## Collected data
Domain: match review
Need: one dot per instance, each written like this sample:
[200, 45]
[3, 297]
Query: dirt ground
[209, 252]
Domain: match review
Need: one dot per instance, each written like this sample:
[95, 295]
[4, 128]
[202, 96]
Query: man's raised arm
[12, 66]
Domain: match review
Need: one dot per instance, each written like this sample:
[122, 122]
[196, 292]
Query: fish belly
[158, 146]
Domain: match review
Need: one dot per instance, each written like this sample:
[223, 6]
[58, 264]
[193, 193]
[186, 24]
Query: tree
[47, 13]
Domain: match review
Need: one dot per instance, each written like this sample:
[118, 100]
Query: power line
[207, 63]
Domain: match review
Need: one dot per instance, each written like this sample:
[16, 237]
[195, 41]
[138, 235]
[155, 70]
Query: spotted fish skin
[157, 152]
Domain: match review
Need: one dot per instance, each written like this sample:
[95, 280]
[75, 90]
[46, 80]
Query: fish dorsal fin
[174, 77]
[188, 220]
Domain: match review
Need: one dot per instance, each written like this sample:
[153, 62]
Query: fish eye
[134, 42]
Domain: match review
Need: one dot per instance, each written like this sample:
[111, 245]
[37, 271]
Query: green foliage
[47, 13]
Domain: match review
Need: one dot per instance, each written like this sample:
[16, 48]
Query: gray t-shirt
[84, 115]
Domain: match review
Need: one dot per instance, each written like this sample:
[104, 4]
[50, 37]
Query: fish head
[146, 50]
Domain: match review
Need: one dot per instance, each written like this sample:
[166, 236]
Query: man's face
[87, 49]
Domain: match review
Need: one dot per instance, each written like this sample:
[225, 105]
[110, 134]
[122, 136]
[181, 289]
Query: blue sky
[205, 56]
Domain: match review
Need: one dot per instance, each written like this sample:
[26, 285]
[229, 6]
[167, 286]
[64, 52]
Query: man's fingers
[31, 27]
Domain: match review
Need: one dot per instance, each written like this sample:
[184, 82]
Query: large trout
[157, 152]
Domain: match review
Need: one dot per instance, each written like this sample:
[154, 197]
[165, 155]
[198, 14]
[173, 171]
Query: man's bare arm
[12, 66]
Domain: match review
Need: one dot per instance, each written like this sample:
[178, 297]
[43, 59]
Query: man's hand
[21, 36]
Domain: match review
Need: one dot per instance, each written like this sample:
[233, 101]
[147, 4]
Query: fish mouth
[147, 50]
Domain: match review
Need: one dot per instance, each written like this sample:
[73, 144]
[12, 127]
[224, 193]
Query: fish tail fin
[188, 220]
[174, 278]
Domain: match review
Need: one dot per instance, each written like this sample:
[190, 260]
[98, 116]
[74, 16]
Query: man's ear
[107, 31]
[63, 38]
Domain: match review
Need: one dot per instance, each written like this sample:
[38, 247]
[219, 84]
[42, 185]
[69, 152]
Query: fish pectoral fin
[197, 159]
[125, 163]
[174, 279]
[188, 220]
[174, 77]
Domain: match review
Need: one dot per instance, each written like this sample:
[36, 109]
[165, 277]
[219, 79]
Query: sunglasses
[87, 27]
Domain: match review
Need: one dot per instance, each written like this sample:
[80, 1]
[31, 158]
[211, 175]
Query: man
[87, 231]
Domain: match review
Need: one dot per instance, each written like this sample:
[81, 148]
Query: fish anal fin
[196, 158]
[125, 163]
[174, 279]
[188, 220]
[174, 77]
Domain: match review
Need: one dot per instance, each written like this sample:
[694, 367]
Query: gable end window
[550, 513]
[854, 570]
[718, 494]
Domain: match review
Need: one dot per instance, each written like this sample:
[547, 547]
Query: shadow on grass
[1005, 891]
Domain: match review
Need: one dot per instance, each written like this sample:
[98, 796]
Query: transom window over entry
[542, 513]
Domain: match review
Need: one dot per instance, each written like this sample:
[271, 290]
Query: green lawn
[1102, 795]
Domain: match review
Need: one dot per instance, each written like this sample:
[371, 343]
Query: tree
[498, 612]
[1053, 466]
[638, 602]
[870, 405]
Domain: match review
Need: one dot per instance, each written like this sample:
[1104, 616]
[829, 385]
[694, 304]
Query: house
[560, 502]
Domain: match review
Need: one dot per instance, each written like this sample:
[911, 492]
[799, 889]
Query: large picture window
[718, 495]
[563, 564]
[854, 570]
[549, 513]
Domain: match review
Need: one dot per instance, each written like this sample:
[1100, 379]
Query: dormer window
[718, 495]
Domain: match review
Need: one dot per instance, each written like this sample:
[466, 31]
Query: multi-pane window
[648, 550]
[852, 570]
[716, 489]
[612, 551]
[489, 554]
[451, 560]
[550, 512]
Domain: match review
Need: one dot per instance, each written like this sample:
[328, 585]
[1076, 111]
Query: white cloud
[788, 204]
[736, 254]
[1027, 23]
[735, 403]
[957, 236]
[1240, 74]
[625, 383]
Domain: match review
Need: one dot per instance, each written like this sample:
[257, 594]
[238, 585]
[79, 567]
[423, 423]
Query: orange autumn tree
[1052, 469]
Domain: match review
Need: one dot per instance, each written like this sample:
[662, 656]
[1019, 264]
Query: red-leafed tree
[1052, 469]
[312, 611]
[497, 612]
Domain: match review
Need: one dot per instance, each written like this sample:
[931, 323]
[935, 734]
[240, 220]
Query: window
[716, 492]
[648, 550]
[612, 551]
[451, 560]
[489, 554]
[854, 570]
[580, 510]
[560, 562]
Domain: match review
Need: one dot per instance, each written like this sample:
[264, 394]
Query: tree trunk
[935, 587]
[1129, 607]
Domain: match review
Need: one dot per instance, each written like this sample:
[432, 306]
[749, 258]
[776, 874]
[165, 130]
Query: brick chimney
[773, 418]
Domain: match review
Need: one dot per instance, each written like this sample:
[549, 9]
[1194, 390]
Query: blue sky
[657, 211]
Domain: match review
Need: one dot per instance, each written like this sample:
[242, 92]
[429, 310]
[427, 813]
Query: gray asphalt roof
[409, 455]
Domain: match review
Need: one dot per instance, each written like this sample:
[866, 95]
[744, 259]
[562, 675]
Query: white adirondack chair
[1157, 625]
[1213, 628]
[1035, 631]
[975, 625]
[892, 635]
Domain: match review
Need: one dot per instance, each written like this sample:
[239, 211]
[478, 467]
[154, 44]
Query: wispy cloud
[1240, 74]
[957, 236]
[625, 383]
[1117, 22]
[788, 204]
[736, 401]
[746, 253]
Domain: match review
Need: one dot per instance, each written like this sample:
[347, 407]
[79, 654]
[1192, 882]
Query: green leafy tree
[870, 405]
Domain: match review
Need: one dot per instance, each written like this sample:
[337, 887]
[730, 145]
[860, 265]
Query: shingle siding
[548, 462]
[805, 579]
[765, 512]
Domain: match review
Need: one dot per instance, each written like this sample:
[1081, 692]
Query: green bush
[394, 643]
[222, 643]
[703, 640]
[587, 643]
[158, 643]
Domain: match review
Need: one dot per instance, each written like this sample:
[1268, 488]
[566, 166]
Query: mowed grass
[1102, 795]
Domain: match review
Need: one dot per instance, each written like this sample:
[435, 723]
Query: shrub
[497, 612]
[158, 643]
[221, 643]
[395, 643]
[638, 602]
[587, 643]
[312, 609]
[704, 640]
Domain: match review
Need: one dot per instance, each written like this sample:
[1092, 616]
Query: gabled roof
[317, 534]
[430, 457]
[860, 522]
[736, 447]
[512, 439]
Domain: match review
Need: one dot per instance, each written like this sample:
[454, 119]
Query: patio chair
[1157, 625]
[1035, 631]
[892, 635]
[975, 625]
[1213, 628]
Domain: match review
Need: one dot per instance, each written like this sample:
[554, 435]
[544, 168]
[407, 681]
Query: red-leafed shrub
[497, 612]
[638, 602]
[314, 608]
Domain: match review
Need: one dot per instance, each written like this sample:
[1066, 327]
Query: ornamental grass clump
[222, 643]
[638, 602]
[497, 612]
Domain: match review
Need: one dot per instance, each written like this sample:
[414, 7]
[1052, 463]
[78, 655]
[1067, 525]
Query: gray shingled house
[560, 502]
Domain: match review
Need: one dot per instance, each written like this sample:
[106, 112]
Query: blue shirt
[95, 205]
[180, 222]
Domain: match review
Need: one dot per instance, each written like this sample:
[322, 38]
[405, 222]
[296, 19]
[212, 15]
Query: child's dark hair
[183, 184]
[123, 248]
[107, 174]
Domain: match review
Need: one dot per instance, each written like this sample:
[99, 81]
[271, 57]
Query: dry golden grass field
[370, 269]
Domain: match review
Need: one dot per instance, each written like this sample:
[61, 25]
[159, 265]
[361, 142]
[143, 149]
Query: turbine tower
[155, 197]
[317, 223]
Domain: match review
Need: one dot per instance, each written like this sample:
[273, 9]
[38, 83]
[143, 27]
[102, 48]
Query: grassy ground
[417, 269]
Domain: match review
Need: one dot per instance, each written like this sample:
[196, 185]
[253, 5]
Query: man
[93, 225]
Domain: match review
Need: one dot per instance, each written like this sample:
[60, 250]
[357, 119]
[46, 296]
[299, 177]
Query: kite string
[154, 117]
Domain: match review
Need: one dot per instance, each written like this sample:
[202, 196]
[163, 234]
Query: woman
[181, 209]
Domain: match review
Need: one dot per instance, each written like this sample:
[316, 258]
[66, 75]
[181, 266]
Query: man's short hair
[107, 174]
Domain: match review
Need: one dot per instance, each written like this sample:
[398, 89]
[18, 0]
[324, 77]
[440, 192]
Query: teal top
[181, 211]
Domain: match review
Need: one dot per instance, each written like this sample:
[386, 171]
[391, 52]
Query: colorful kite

## TASK PROMPT
In the entries above, find the line with "Query: red-leafed tree" and the line with "[1081, 692]", then restate word for word both of them and every line between, with nothing more.

## FINISHED TASK
Query: red-leafed tree
[1052, 469]
[312, 611]
[497, 612]
Domain: match review
Need: one dot per instance, each written like this sample:
[931, 323]
[935, 734]
[240, 220]
Query: window
[716, 492]
[648, 550]
[612, 551]
[451, 560]
[489, 554]
[854, 570]
[580, 510]
[560, 562]
Domain: match review
Need: one dot per instance, each written like this sample:
[264, 394]
Query: tree trunk
[935, 587]
[1129, 607]
Domain: match review
Need: one dot per instance, each written like this sample:
[432, 306]
[749, 258]
[776, 874]
[165, 130]
Query: brick chimney
[773, 418]
Domain: match review
Need: one dot per instance, each written like this sample:
[549, 9]
[1194, 390]
Query: blue sky
[657, 211]
Domain: match review
Need: one dot per instance, each written like this sample:
[242, 92]
[429, 310]
[427, 813]
Query: gray asphalt roof
[409, 455]
Domain: match review
Need: one dot per instance, each written like this sample:
[866, 95]
[744, 259]
[562, 675]
Query: white adirondack chair
[1157, 625]
[1213, 628]
[1035, 631]
[975, 625]
[892, 635]
Domain: match review
Need: one dot per instance, each written like this sample:
[239, 211]
[478, 467]
[154, 44]
Query: wispy cloud
[1240, 74]
[957, 236]
[625, 383]
[1117, 22]
[788, 204]
[736, 401]
[746, 253]
Domain: match review
Need: one dot per instance, each written like this sample:
[347, 407]
[79, 654]
[1192, 882]
Query: green leafy tree
[870, 405]
Domain: match review
Need: one dot per instance, each written like this sample:
[337, 887]
[730, 145]
[860, 265]
Query: shingle siding
[548, 462]
[805, 579]
[765, 512]
Domain: match review
Need: one dot per instance, each written like this sample:
[1081, 692]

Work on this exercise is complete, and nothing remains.